#### Travail demandé:
• a. Reproduisez fidèlement le passage de l'extrait sur la situation d'EDF, de « Ces éléments invitent » à « de la République. ».
• b. Relevez, dans leur ordre d'apparition, tous les montants exprimés en milliards d'euros que cite l'extrait sur la situation d'EDF.

#### Texte fourni:
□ □ □ □ □ □ □

Je souhaite évoquer un deuxième aspect : comment comprendre la situation particulièrement préoccupante d'EDF en 2022 et 2023 ?

Alors que de 2012 à 2019, EDF avait dégagé, en moyenne, 4 milliards d'euros de résultat annuel, malgré un prix de l'énergie plutôt bas, l'entreprise affiche aujourd'hui une perte de 18 milliards d'euros et une dette de 65 milliards d'euros. Cette situation financière, extrêmement délicate, est-elle la conséquence de choix ou décisions défavorables à la filière nucléaire ces dernières années, ou résulte-t-elle de l'affichage d'un mix électrique à 50 %, voire de la fermeture de la centrale de Fessenheim ? Chacun sait que la réponse est non : elle est due à la baisse de la disponibilité du parc de centrales, qui n'a pas été en mesure de fournir plus de 279 térawattheures, à la diminution de la production hydraulique liée à la sécheresse, et à la décision gouvernementale d'augmenter de 100 à 120 térawattheures les volumes qu'EDF doit céder à ses concurrents dans le cadre de l'accès régulé à l'électricité nucléaire historique (Arenh), soit une perte de 8 milliards d'euros pour l'entreprise.

Ainsi, en l'absence de la moindre capacité de production supplémentaire, les concurrents d'EDF ont pu réaliser des superprofits en revendant dix fois plus cher l'électricité qu'ils lui ont achetée. Le coût supplémentaire lié à ce déplafonnement, dans le cadre de l'Arenh, n'a pas été compensé par l'État : c'est l'entreprise EDF qui a été délibérément affaiblie. Si ce dispositif n'était pas corrigé dans les années à venir, les résultats financiers d'EDF seraient à nouveau négatifs, la production d'électricité nucléaire n'étant pas en mesure de retrouver rapidement son niveau antérieur, compte tenu des travaux nécessaires.

Ces éléments invitent à réfléchir à l'avenir de la filière nucléaire : EDF pourra-t-elle assumer seule la poursuite du programme du grand carénage – destiné à prolonger la durée des centrales, pour 33 milliards d'euros –, le lancement des EPR 2 – soit environ 50 milliards d'euros –, l'achèvement de l'EPR de Flamanville, sans oublier les investissements dans les renouvelables et les réseaux ? La renationalisation d'EDF – rappelez-vous qui l'a privatisée – n'a de sens que si elle débouche sur une recapitalisation substantielle de l'entreprise et sur une mobilisation significative de l'épargne disponible, pour financer les gros investissements.

J'en viens aux engagements que j'avais pris comme candidat et aux choix qui furent les miens, en tant que Président de la République.

□ □ □ □ □ □ □

Entrées enregistrées
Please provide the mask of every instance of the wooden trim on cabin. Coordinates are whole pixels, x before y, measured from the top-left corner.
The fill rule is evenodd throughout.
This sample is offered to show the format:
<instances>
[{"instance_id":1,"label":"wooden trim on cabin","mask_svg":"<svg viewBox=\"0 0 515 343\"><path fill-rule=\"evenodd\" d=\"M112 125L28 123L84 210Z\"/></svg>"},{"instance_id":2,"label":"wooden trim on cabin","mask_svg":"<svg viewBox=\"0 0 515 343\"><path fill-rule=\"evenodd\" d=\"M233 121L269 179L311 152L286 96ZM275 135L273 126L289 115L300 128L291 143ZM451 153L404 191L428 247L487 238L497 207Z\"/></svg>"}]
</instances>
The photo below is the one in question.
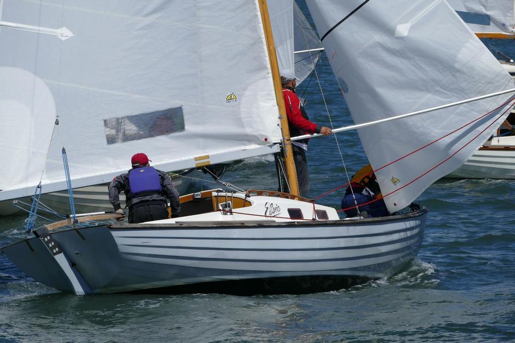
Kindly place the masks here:
<instances>
[{"instance_id":1,"label":"wooden trim on cabin","mask_svg":"<svg viewBox=\"0 0 515 343\"><path fill-rule=\"evenodd\" d=\"M515 150L515 146L482 146L479 150L491 150L495 151Z\"/></svg>"},{"instance_id":2,"label":"wooden trim on cabin","mask_svg":"<svg viewBox=\"0 0 515 343\"><path fill-rule=\"evenodd\" d=\"M252 194L254 193L254 194ZM247 195L252 197L252 196L259 195L261 196L276 197L278 198L283 198L284 199L291 199L292 200L299 200L300 201L305 201L306 202L313 202L311 199L304 198L299 195L295 195L291 193L285 193L282 192L275 192L274 191L264 191L263 190L249 190L247 191Z\"/></svg>"},{"instance_id":3,"label":"wooden trim on cabin","mask_svg":"<svg viewBox=\"0 0 515 343\"><path fill-rule=\"evenodd\" d=\"M209 155L202 155L202 156L197 156L195 158L195 161L202 161L202 160L209 160Z\"/></svg>"},{"instance_id":4,"label":"wooden trim on cabin","mask_svg":"<svg viewBox=\"0 0 515 343\"><path fill-rule=\"evenodd\" d=\"M515 33L501 33L500 32L476 32L478 38L491 38L493 39L515 39Z\"/></svg>"}]
</instances>

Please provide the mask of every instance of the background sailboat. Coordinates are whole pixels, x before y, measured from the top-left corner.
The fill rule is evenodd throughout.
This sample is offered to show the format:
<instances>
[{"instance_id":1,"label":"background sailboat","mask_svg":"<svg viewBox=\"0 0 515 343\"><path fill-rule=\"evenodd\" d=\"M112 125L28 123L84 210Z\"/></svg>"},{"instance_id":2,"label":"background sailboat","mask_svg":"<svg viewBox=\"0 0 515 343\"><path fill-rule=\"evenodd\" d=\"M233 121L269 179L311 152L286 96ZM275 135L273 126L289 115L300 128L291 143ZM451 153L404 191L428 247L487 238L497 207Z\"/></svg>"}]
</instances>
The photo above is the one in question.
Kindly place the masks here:
<instances>
[{"instance_id":1,"label":"background sailboat","mask_svg":"<svg viewBox=\"0 0 515 343\"><path fill-rule=\"evenodd\" d=\"M13 4L10 5L10 6L12 6L12 9L11 9L11 8L7 7L6 4L6 9L4 11L4 18L8 19L9 15L11 15L10 13L13 12L16 8L15 6L19 6L19 4L16 5ZM0 5L0 7L3 8L2 5ZM276 44L277 44L278 46L278 55L279 56L279 62L283 63L287 63L290 66L291 68L291 73L297 76L298 78L299 83L300 83L312 71L314 67L312 61L315 60L316 61L318 60L320 53L322 50L322 49L320 48L321 47L320 40L317 37L314 30L311 28L311 25L302 11L299 8L297 4L293 1L293 0L286 2L272 2L272 6L270 7L270 14L271 24L273 27L274 31L276 32L274 36L276 40ZM10 27L10 28L7 29L12 29L10 26L8 27ZM25 34L20 32L20 35L22 36ZM294 53L294 52L297 52ZM149 87L152 87L153 86L149 85ZM19 91L19 90L16 91ZM14 90L11 89L11 91L14 91ZM9 93L7 92L5 92L4 95L6 98L9 98L10 96ZM236 101L237 101L237 97L234 100L234 102ZM52 110L49 112L53 113L55 111L55 110ZM75 115L74 114L74 115ZM161 114L162 116L165 115L166 113ZM127 134L132 135L140 134L140 135L141 135L143 132L151 132L152 125L154 124L159 125L159 123L153 124L156 121L161 120L162 121L164 120L164 123L165 124L172 123L171 120L167 121L164 117L160 119L156 119L155 117L153 118L153 117L156 117L152 113L146 113L144 116L145 118L144 122L142 122L141 118L138 118L135 119L136 121L133 124L130 121L127 121L125 123L122 122L121 121L122 119L117 119L117 122L111 121L107 124L108 125L110 125L110 126L109 127L106 127L105 129L106 134L105 140L108 141L109 141L110 140L112 142L123 143L124 139L124 135L127 135ZM3 117L5 117L6 121L8 123L9 121L9 119L14 117L12 116L12 113L8 113L7 112L3 113ZM169 118L168 119L170 119L171 118ZM180 119L180 117L179 119ZM94 122L95 119L91 118L88 120L91 120L92 122ZM137 121L139 121L139 122ZM46 123L47 125L46 127L48 128L50 127L48 124L50 121L51 119L49 118ZM20 123L18 125L21 127L25 125L25 124ZM126 125L128 127L122 127L122 126ZM37 128L40 127L40 124L37 124L35 126ZM184 126L183 123L182 124L182 126ZM166 135L173 133L171 131L173 130L169 129L170 127L169 125L167 127L162 125L161 127L161 130L167 127L168 131L164 131L162 132L161 135ZM12 129L12 131L11 129ZM16 132L15 128L9 127L8 131L9 131L9 133ZM139 131L141 132L140 133L138 133ZM72 132L70 132L65 134L73 136L74 133ZM40 133L38 133L38 135L41 135ZM143 137L143 136L142 136ZM10 135L6 136L6 138L8 140L13 141ZM152 137L151 136L149 136L148 138L152 138ZM93 138L93 139L96 139ZM143 150L147 148L147 148L146 145L147 142L146 141L140 140L139 142L139 144L141 144L141 145L139 148L141 150ZM100 141L97 142L96 144L99 144L100 146L101 146L102 143L105 143L105 142L102 142L100 140ZM108 143L109 144L109 142L108 142ZM39 142L36 144L38 145L41 144ZM44 145L43 146L44 146ZM32 147L28 147L28 148L32 148ZM44 148L43 148L43 150L44 150ZM45 153L44 151L43 151L39 154L39 156L42 157L45 155L46 155L46 153ZM156 157L152 157L152 158L154 159L153 163L153 161L156 161L158 163L159 163L159 161L156 160ZM100 156L98 156L98 163L104 163L107 161L110 160L110 157L107 154L101 154ZM27 174L32 174L33 176L39 174L40 174L41 170L38 169L39 168L41 167L42 164L42 163L38 164L37 163L37 161L32 158L31 161L31 165L37 166L37 167L32 171L27 170ZM127 163L126 163L125 164L127 165ZM126 169L127 166L124 166L124 167ZM166 168L168 167L166 167ZM16 170L20 170L20 166L19 165L13 165L12 168L12 173L13 174L15 173ZM166 170L175 169L166 169ZM188 172L191 172L191 169ZM58 174L58 170L56 170L56 174ZM72 177L74 177L74 172L72 171L71 174ZM201 187L197 189L195 187L198 184L198 181L196 181L195 182L192 182L192 179L201 179L203 176L202 173L195 172L193 174L190 174L186 178L180 177L180 176L183 176L186 174L188 173L185 171L178 172L176 173L173 174L174 175L174 177L173 178L173 182L179 193L180 194L184 194L188 192L191 193L196 190L202 190L202 187L205 185L203 185L203 184L201 183L200 184L201 184ZM217 176L220 177L220 176L218 175ZM6 178L8 178L8 177ZM4 183L9 183L10 182L8 179L6 179L4 181ZM74 185L75 184L75 182L74 182ZM3 188L0 189L5 189L6 188L8 188L8 187L6 187L4 186ZM46 193L46 186L43 187L44 193ZM203 189L206 188L204 188ZM121 196L122 198L121 200L122 201L122 205L123 205L124 196L122 195ZM109 202L107 192L107 184L78 187L75 190L74 197L75 205L78 212L95 212L112 210L112 206ZM69 213L70 208L67 198L68 193L66 191L52 192L47 194L43 194L41 201L43 203L49 206L58 212ZM30 203L30 200L28 197L23 198L22 200L26 203ZM21 202L19 203L21 204ZM10 201L0 201L0 216L7 215L16 212L19 213L19 209L13 207Z\"/></svg>"},{"instance_id":2,"label":"background sailboat","mask_svg":"<svg viewBox=\"0 0 515 343\"><path fill-rule=\"evenodd\" d=\"M273 126L269 124L265 128L273 127L273 131L263 138L265 143L245 147L235 155L255 153L247 151L253 149L267 149L269 152L273 152L279 149L277 143L281 140L284 141L284 148L287 152L289 142L285 134L287 122L266 3L242 3L239 7L232 8L235 13L241 11L245 15L229 15L224 12L228 17L222 24L215 25L213 23L204 27L209 22L207 18L211 18L213 7L217 8L218 5L203 3L200 7L197 4L194 9L190 9L194 10L192 13L194 18L200 17L194 25L197 29L194 30L192 38L202 43L197 48L207 56L208 50L218 52L218 46L213 40L225 39L228 30L237 32L231 39L236 40L238 44L230 44L233 51L229 57L237 61L232 62L231 59L228 61L235 66L244 66L247 73L256 75L247 75L239 80L240 89L252 90L248 101L253 102L247 103L243 93L245 107L234 114L239 113L242 120L247 115L251 116L252 112L244 110L248 110L247 106L251 104L259 118L273 123ZM185 10L190 8L185 3L170 4L163 1L159 18L170 15L173 19L175 13L181 11L182 6L186 7ZM219 10L226 10L225 7L222 8ZM216 20L220 18L214 16ZM246 28L242 30L243 26ZM237 52L240 50L249 55L239 56ZM264 56L264 61L261 58ZM252 63L249 64L247 60ZM207 67L202 63L197 65L196 60L194 62L197 66ZM211 64L211 62L203 63ZM252 65L253 68L251 67ZM215 88L210 90L213 93L220 84L232 82L233 79L232 75L219 76L225 79L205 81L207 84L212 82ZM254 88L256 78L265 78L258 85L269 87L271 95L262 94L264 90L262 88ZM176 83L180 83L181 81L176 80ZM238 94L241 93L231 93L231 96L225 99L229 104L233 103L237 98L241 99ZM269 103L270 97L273 101ZM271 108L274 110L270 110ZM278 125L280 111L283 114L282 133ZM238 118L236 116L233 120ZM188 122L185 115L185 128ZM235 127L237 124L241 129L249 128L241 123L235 124ZM204 132L197 137L214 142L212 146L206 148L210 155L198 157L197 161L212 160L212 151L217 156L216 143L218 140L216 133L212 136ZM243 141L240 144L248 143L247 140L253 137L250 133L248 136L242 133L239 139ZM269 141L271 144L266 143ZM193 146L189 152L185 150L181 152L186 155L196 148ZM220 154L218 157L220 156L227 159L232 156ZM285 157L287 161L287 152ZM289 173L288 170L293 194L260 191L200 194L192 196L187 201L189 203L183 204L184 208L191 205L190 216L135 226L97 226L55 233L50 233L47 230L52 228L46 227L35 231L36 237L2 250L37 280L77 294L183 288L184 285L202 287L205 285L202 284L204 283L208 283L209 287L213 283L231 281L237 285L261 283L264 285L265 293L278 291L278 287L270 287L269 280L272 285L275 282L281 284L284 280L286 285L293 285L287 293L328 290L348 284L345 281L342 283L341 280L349 277L376 278L396 272L416 254L423 234L426 209L398 213L384 218L339 219L334 208L298 198L295 194L295 178L291 177L294 175ZM142 239L144 236L147 238ZM71 257L71 254L74 257ZM102 267L100 270L92 268L93 265L99 265L100 261L105 268ZM312 279L317 281L312 284L310 281ZM226 289L249 291L245 286Z\"/></svg>"},{"instance_id":3,"label":"background sailboat","mask_svg":"<svg viewBox=\"0 0 515 343\"><path fill-rule=\"evenodd\" d=\"M449 0L449 3L478 37L515 38L515 2L513 0ZM485 44L489 45L486 42ZM500 53L502 54L491 46L490 48L496 50L498 57ZM515 73L512 62L502 60L500 62L510 74ZM515 124L515 114L510 114L508 121L510 124ZM494 134L493 139L487 141L470 159L447 176L515 179L515 136L506 131L502 132L502 135Z\"/></svg>"}]
</instances>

□ □ □ □ □ □ □

#### Corrigés:
• a.
Ces éléments invitent à réfléchir à l'avenir de la filière nucléaire : EDF pourra-t-elle assumer seule la poursuite du programme du grand carénage – destiné à prolonger la durée des centrales, pour 33 milliards d'euros –, le lancement des EPR 2 – soit environ 50 milliards d'euros –, l'achèvement de l'EPR de Flamanville, sans oublier les investissements dans les renouvelables et les réseaux ? La renationalisation d'EDF – rappelez-vous qui l'a privatisée – n'a de sens que si elle débouche sur une recapitalisation substantielle de l'entreprise et sur une mobilisation significative de l'épargne disponible, pour financer les gros investissements.

J'en viens aux engagements que j'avais pris comme candidat et aux choix qui furent les miens, en tant que Président de la République.

• b.
- 4 milliards d'euros
- 18 milliards d'euros
- 65 milliards d'euros
- 8 milliards d'euros
- 33 milliards d'euros
- environ 50 milliards d'euros